» Work to do: Give every line of the rows below as a numbered list, leaving out any blank lines.

» Material provided:
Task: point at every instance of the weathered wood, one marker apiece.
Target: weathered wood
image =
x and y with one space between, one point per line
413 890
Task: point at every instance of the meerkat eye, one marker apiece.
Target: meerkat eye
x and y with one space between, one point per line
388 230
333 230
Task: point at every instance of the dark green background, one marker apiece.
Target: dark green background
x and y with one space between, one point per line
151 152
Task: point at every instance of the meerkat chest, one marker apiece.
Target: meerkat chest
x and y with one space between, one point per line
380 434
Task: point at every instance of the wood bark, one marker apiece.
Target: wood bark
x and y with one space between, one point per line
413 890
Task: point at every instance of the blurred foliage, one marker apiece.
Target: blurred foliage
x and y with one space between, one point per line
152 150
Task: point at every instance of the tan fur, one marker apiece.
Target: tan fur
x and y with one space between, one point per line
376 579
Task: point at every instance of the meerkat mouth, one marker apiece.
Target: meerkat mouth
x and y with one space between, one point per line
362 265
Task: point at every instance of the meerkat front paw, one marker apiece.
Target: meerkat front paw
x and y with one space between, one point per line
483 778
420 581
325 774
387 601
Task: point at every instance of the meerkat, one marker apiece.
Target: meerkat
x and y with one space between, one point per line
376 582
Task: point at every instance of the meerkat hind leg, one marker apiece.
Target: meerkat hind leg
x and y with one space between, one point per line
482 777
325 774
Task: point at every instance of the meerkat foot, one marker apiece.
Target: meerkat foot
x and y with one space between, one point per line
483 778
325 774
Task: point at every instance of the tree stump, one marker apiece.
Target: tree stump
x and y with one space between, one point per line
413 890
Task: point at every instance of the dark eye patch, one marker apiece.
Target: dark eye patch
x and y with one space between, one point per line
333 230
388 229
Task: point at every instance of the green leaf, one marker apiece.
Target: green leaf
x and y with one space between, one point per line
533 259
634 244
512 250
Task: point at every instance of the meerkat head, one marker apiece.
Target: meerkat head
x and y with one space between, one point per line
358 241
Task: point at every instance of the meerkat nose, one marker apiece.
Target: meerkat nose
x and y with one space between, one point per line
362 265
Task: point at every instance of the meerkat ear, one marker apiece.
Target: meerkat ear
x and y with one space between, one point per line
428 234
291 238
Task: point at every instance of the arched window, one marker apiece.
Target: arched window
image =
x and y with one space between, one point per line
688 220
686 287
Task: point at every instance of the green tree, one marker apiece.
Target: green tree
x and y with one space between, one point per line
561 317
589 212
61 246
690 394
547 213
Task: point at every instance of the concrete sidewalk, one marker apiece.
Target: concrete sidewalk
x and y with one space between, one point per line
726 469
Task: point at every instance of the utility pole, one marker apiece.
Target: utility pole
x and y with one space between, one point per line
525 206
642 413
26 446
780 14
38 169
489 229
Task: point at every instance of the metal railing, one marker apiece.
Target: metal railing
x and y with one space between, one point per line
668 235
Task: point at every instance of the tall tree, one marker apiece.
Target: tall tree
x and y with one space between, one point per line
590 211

» Written solution:
1. Task: point at every instance of the weathered wood, one marker apiece.
2. Target: weathered wood
3. image =
4. x and y with one space between, one point per line
5. 413 890
6. Task: point at every instance of the meerkat eye, one marker apiece.
7. Target: meerkat eye
8. x and y with one space between, one point per line
9. 388 230
10. 333 230
11. Task: point at every instance of the dark green background, one marker apiece.
12. Target: dark green background
13. x and y with one space between, one point per line
14. 151 152
15. Task: point at every instance of the meerkat chest, one marker apiece.
16. Target: meerkat chest
17. x and y with one space between, one point per line
18. 380 434
19. Task: point at every instance of the wood bark, one marker apiece.
20. Target: wood bark
21. x and y with one space between, one point per line
22. 413 890
23. Task: point at every instance of the blurred foliage, one marker apiece.
24. Target: blurred foliage
25. x and y with one space between, one point per line
26. 152 150
27. Task: point at every instance of the tan fur, one marker apiece.
28. Target: tan fur
29. x and y with one space between, one point per line
30. 376 579
31. Task: point at every instance of the meerkat mouth, one marker apiece.
32. Target: meerkat mouth
33. x and y with one space between, one point per line
34. 362 265
35. Task: point at every instance of the meerkat front paw, one marker apiece.
36. Target: meerkat front paw
37. x and y with one space between, one point per line
38. 483 778
39. 420 581
40. 325 774
41. 387 601
42. Task: point at every instance of the meerkat, one marker apiece.
43. Target: meerkat
44. x and y with one space between, one point per line
45. 376 582
46. Task: point at every instance of the meerkat hind leg, one marker apiece.
47. Target: meerkat hind leg
48. x and y with one space between, one point per line
49. 482 777
50. 325 774
51. Task: point at every instance of the meerkat foot, one marker apiece.
52. Target: meerkat foot
53. x and y with one space between, one point per line
54. 483 778
55. 325 774
56. Task: point at every instance of the tree stump, one marker apiece.
57. Target: tree stump
58. x and y with one space between, one point per line
59. 413 890
60. Task: point at every instance of the dark eye patch, one marker apiece.
61. Target: dark eye patch
62. x and y with one space between, one point per line
63. 333 230
64. 388 229
65. Task: point at every instance of the green leaf, one marker apiece.
66. Target: green leaf
67. x and y with one space between, one point per line
68. 533 259
69. 634 244
70. 512 250
71. Task: point at every instance of the meerkat head, one marker apiece.
72. Target: meerkat head
73. x and y with one space between, one point per line
74. 358 241
75. Task: point at every instance of the meerkat nose, one marker apiece.
76. Target: meerkat nose
77. x and y with one space between, one point per line
78. 362 265
79. Task: point at every instance of the meerkat ear, one marker apiece.
80. Target: meerkat ear
81. x and y with one space between, one point per line
82. 428 234
83. 291 238
84. Task: point at every instance of the arched window, one marker apiece.
85. Target: arched window
86. image =
87. x and y with one space between, one point per line
88. 688 220
89. 686 287
90. Task: point at every instance of the green tree, one marker apiece.
91. Target: green tree
92. x and y with one space between, one point per line
93. 561 317
94. 589 212
95. 61 246
96. 690 394
97. 547 213
98. Task: point at every instance of the concrete sidewalk, one marker apiece.
99. Target: concrete sidewalk
100. x and y with one space between, one point per line
101. 726 469
102. Task: point at every instance of the utility pole, one marker apiece.
103. Target: utility pole
104. x and y with one space between, one point per line
105. 525 206
106. 642 413
107. 26 446
108. 780 14
109. 38 169
110. 489 229
111. Task: point at every instance of the metal railing, one marker apiece.
112. Target: metal railing
113. x and y with one space between, one point per line
114. 668 235
115. Task: point at every instance of the tall tree, one marker apiece.
116. Target: tall tree
117. x and y with one space between, one point per line
118. 590 211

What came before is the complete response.